DATA SUPPLIED |
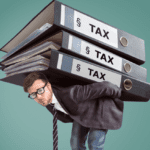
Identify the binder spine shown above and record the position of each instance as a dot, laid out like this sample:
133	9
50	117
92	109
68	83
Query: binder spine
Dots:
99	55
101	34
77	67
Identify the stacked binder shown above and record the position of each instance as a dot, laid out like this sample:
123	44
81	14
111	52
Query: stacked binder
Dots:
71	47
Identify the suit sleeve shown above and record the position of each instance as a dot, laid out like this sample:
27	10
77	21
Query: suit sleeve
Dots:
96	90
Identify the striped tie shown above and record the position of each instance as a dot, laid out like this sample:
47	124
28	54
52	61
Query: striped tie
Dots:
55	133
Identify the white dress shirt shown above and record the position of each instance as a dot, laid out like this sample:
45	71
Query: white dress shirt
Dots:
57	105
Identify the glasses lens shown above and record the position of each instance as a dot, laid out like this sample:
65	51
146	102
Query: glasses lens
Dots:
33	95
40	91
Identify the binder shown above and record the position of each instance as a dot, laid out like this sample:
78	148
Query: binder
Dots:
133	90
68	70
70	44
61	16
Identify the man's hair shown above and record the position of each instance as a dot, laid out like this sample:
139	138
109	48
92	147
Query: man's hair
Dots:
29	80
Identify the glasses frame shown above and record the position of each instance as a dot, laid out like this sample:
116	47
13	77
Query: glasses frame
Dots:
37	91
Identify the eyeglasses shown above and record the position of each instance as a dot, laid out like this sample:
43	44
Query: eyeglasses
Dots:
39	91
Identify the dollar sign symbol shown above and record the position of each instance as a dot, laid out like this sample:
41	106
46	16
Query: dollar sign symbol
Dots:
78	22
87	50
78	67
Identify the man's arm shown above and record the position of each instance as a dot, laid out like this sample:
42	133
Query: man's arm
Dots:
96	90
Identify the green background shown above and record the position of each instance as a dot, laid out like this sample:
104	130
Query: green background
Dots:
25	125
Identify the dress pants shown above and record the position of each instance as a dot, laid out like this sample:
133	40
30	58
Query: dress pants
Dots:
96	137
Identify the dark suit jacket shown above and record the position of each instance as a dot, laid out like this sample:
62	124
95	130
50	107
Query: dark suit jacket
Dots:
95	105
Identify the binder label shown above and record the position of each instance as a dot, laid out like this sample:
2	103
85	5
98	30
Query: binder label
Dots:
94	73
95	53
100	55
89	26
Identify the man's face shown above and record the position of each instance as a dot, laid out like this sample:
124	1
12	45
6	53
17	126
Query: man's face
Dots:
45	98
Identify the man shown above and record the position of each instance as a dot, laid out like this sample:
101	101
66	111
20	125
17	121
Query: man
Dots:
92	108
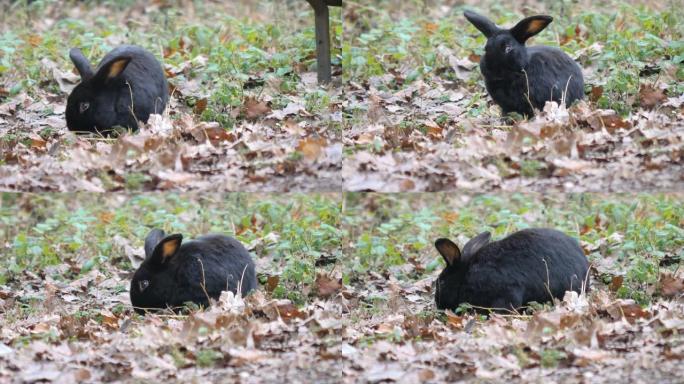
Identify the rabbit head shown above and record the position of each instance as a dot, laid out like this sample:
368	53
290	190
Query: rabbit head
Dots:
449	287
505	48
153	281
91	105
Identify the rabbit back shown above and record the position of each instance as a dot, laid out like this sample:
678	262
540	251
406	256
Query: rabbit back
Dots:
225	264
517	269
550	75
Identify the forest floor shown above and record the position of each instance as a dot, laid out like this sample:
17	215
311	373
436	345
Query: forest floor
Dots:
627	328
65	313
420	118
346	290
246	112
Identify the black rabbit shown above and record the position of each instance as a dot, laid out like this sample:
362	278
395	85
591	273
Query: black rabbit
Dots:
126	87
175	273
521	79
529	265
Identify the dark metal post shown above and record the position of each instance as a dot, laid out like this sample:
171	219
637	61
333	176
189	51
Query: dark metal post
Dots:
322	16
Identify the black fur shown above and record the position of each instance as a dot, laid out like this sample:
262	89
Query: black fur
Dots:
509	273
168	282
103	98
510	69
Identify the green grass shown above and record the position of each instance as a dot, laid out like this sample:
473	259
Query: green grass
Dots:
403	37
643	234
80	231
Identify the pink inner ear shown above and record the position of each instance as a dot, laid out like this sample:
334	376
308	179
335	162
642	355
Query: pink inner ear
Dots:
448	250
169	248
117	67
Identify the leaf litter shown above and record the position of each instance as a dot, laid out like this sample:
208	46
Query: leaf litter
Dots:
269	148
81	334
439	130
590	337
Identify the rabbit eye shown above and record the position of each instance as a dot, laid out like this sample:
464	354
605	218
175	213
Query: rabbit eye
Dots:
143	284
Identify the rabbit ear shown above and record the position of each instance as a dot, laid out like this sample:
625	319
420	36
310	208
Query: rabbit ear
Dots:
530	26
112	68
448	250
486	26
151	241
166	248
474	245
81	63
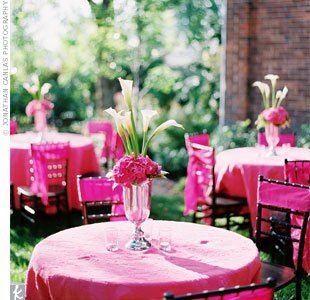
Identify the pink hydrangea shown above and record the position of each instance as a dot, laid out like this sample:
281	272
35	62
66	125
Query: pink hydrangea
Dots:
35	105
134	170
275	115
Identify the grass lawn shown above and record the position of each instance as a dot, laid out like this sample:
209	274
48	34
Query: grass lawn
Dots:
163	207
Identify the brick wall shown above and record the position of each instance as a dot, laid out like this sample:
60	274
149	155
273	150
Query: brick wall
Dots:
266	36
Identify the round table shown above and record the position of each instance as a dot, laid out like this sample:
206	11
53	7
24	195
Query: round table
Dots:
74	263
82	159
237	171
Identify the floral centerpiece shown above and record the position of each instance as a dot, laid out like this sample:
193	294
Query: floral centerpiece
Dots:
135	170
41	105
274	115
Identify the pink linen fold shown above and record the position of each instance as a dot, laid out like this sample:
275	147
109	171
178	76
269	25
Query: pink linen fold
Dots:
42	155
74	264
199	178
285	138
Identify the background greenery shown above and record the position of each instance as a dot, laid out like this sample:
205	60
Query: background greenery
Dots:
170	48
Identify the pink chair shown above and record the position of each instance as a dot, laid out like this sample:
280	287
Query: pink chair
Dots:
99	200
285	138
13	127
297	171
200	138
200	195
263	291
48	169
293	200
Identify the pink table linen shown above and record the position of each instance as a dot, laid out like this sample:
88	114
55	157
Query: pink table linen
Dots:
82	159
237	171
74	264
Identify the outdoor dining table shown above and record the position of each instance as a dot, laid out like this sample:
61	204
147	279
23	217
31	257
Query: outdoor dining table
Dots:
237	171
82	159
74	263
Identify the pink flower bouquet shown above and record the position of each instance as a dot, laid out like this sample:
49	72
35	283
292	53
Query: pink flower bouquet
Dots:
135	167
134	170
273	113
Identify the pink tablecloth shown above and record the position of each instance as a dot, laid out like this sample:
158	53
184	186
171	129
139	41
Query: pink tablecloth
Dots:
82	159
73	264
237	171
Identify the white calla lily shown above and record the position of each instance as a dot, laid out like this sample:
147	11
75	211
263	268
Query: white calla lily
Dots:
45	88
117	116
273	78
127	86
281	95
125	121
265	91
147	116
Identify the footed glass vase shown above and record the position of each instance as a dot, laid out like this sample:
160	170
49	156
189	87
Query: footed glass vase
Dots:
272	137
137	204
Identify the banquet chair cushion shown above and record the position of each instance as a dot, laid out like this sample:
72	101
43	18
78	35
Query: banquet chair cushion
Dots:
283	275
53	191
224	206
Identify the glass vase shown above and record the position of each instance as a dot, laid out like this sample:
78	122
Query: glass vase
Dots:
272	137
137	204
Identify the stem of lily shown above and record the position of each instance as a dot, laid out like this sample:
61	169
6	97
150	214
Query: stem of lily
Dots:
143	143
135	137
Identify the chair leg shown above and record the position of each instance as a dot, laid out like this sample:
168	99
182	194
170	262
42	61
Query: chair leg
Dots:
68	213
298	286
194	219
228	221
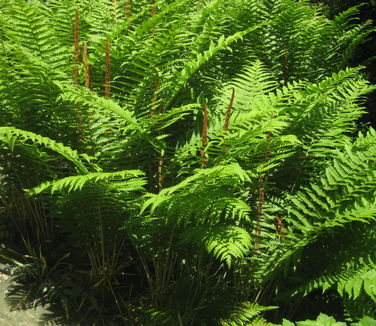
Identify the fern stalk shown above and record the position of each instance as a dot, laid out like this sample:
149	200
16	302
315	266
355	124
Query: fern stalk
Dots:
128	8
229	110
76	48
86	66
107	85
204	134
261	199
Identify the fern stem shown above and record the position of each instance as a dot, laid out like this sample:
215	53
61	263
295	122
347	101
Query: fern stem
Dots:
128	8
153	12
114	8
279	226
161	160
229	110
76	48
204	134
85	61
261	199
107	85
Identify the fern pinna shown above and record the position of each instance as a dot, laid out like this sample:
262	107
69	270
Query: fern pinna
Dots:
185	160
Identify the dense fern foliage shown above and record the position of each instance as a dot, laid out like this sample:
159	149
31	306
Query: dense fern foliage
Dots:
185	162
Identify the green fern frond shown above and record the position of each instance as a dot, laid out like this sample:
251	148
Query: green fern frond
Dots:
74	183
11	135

SET TASK | Render the lines above as a JSON list of strings, one string per line with blank lines omitted, starting at the line that contains "Identify the fern stalk" and continuing through the last line.

ANSWER |
[
  "Identify the fern stalk shown above and record the position of each instance as a dot, laid out like this sample:",
  "149\t200",
  "16\t302",
  "315\t266",
  "355\t124",
  "Query: fern stalk",
  "Dots:",
  "128\t8",
  "229\t110",
  "76\t48",
  "86\t66",
  "107\t85",
  "204\t134",
  "261\t199",
  "Identify the fern stem shown above and record the position of each instance as a dot, laid out like this sample:",
  "215\t53",
  "61\t263",
  "295\t122",
  "347\t101",
  "Query: fern stem",
  "Dots:",
  "128\t8",
  "153\t12",
  "114\t8",
  "279\t226",
  "161\t160",
  "229\t110",
  "76\t48",
  "204\t134",
  "85\t61",
  "261\t199",
  "107\t85",
  "Identify the fern pinna shown above and record the position of each instance as a dot, laid out like this sample:",
  "262\t107",
  "69\t270",
  "Query: fern pinna",
  "Dots:",
  "185\t160",
  "Identify the dense fern foliage shown above and record the position of each instance as a dot, laid out like this sample:",
  "159\t149",
  "31\t306",
  "Query: dense fern foliage",
  "Dots:",
  "185\t162",
  "Identify the green fern frond shown above and record the position of each instance as a dot, laid out like this sample:",
  "251\t148",
  "Query: green fern frond",
  "Dots:",
  "74\t183",
  "11\t135"
]